→ **Text provided**:
On Thu, Apr 15, 2021 at 3:00 PM Johannes Thumshirn
<johannes.thumshirn@wdc.com> wrote:
>
> As a preparation for another user, rename the unused_bgs_mutex into
> reclaim_bgs_lock.
>
> Signed-off-by: Johannes Thumshirn <johannes.thumshirn@wdc.com>

Reviewed-by: Filipe Manana <fdmanana@suse.com>

Looks good, thanks.

> ---
>  fs/btrfs/block-group.c |  6 +++---
>  fs/btrfs/ctree.h       |  2 +-
>  fs/btrfs/disk-io.c     |  6 +++---
>  fs/btrfs/volumes.c     | 46 +++++++++++++++++++++---------------------
>  4 files changed, 30 insertions(+), 30 deletions(-)
>
> diff --git a/fs/btrfs/block-group.c b/fs/btrfs/block-group.c
> index 293f3169be80..bbb5a6e170c7 100644
> --- a/fs/btrfs/block-group.c
> +++ b/fs/btrfs/block-group.c
> @@ -1289,7 +1289,7 @@ void btrfs_delete_unused_bgs(struct btrfs_fs_info *fs_info)
>          * Long running balances can keep us blocked here for eternity, so
>          * simply skip deletion if we're unable to get the mutex.
>          */
> -       if (!mutex_trylock(&fs_info->delete_unused_bgs_mutex))
> +       if (!mutex_trylock(&fs_info->reclaim_bgs_lock))
>                 return;
>
>         spin_lock(&fs_info->unused_bgs_lock);
> @@ -1462,12 +1462,12 @@ void btrfs_delete_unused_bgs(struct btrfs_fs_info *fs_info)

→ **Task details**:
Please continue the btrfs patch review email above, picking up right after its last line.

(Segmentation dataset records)
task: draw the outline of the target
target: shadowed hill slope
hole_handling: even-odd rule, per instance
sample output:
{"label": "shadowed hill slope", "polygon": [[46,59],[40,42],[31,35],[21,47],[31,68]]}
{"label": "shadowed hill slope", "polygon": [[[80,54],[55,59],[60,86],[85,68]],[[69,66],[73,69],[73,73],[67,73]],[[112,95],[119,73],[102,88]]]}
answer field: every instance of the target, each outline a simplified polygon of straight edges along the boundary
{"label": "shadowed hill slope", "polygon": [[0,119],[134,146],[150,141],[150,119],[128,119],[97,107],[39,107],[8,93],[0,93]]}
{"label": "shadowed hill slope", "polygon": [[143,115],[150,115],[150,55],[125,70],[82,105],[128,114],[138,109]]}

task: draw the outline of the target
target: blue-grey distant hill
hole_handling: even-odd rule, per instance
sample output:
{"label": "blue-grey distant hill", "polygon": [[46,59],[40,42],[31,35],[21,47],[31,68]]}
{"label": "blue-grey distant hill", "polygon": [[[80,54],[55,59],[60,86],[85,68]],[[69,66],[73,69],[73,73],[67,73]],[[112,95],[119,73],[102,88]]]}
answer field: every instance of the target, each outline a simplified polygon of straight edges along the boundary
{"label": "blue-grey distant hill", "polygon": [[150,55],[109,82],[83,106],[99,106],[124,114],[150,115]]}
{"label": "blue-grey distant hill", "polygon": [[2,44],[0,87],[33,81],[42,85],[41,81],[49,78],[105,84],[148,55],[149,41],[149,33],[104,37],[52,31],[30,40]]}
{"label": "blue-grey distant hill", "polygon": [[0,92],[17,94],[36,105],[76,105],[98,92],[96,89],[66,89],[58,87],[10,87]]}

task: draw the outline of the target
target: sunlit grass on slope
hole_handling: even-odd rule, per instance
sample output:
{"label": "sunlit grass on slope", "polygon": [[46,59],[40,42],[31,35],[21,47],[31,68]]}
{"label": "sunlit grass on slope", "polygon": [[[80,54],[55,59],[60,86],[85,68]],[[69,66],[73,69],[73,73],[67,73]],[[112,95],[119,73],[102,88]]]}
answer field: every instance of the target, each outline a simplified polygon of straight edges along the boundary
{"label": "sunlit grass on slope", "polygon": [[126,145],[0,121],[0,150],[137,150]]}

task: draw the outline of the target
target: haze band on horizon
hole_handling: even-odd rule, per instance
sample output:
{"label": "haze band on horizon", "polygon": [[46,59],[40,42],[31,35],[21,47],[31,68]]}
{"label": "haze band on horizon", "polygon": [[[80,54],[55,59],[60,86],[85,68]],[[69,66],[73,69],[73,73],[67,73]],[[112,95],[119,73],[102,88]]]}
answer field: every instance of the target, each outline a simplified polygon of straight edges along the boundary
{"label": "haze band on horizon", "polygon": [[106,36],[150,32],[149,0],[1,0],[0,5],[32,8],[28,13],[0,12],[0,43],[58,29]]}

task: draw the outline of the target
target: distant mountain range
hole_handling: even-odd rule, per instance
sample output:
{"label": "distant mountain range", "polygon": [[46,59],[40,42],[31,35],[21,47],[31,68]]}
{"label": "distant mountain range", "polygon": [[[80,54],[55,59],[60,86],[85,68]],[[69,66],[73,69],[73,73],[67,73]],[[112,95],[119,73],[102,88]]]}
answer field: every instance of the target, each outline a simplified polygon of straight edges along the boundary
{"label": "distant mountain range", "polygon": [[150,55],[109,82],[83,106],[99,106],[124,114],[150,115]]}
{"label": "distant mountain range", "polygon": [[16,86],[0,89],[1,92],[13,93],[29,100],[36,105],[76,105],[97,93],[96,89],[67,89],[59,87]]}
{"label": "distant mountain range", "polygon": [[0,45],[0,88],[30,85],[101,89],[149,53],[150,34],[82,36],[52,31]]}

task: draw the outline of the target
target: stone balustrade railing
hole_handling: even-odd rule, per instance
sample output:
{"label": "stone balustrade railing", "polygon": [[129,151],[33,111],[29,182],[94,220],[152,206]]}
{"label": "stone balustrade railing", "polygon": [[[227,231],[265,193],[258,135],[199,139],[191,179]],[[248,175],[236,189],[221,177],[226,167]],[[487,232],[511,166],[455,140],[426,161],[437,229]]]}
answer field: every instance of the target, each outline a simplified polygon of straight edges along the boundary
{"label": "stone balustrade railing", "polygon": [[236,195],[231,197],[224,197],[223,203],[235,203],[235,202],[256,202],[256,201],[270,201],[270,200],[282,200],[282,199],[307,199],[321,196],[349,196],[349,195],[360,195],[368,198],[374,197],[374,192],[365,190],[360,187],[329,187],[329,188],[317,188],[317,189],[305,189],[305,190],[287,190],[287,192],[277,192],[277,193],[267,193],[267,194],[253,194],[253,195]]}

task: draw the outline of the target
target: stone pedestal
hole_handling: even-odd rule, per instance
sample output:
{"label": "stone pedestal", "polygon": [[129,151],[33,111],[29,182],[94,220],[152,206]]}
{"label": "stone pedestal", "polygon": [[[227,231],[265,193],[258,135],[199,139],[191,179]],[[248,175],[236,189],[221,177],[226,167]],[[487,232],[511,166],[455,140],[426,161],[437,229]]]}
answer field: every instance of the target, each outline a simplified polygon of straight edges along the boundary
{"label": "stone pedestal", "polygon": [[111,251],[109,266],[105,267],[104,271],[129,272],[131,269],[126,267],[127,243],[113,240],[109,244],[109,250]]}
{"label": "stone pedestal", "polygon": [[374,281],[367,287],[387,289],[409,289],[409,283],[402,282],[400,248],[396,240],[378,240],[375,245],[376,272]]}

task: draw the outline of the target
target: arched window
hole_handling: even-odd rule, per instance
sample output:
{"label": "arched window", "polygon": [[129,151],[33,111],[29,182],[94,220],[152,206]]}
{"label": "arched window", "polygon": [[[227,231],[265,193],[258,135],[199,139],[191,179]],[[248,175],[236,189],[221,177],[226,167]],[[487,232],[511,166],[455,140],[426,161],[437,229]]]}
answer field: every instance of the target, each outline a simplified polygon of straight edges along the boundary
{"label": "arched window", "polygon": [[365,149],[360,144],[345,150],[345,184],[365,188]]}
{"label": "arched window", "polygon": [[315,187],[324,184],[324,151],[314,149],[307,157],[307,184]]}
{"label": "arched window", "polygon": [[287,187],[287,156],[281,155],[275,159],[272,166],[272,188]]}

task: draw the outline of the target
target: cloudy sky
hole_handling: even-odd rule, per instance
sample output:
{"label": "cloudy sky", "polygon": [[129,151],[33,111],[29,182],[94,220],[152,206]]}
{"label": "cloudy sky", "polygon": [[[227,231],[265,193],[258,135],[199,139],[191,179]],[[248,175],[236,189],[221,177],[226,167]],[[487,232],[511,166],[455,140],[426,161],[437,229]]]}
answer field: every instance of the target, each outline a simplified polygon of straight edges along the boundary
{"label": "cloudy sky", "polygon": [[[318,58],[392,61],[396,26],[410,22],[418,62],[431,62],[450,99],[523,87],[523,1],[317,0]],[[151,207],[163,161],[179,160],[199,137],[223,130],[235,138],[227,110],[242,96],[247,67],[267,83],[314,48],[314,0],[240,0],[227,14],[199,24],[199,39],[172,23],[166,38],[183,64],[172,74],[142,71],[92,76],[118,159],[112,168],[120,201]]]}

→ **Task output**:
>                 spin_lock(&fs_info->unused_bgs_lock);
>         }
>         spin_unlock(&fs_info->unused_bgs_lock);
> -       mutex_unlock(&fs_info->delete_unused_bgs_mutex);
> +       mutex_unlock(&fs_info->reclaim_bgs_lock);
>         return;
>
>  flip_async:
>         btrfs_end_transaction(trans);
> -       mutex_unlock(&fs_info->delete_unused_bgs_mutex);
> +       mutex_unlock(&fs_info->reclaim_bgs_lock);
>         btrfs_put_block_group(block_group);
>         btrfs_discard_punt_unused_bgs_list(fs_info);
>  }
> diff --git a/fs/btrfs/ctree.h b/fs/btrfs/ctree.h
> index 2c858d5349c8..c80302564e6b 100644
> --- a/fs/btrfs/ctree.h
> +++ b/fs/btrfs/ctree.h
> @@ -957,7 +957,7 @@ struct btrfs_fs_info {
>         spinlock_t unused_bgs_lock;
>         struct list_head unused_bgs;
>         struct mutex unused_bg_unpin_mutex;
> -       struct mutex delete_unused_bgs_mutex;
> +       struct mutex reclaim_bgs_lock;
>
>         /* Cached block sizes */
>         u32 nodesize;
> diff --git a/fs/btrfs/disk-io.c b/fs/btrfs/disk-io.c
> index 0a1182694f48..e52b89ad0a61 100644
> --- a/fs/btrfs/disk-io.c
> +++ b/fs/btrfs/disk-io.c
> @@ -1890,10 +1890,10 @@ static int cleaner_kthread(void *arg)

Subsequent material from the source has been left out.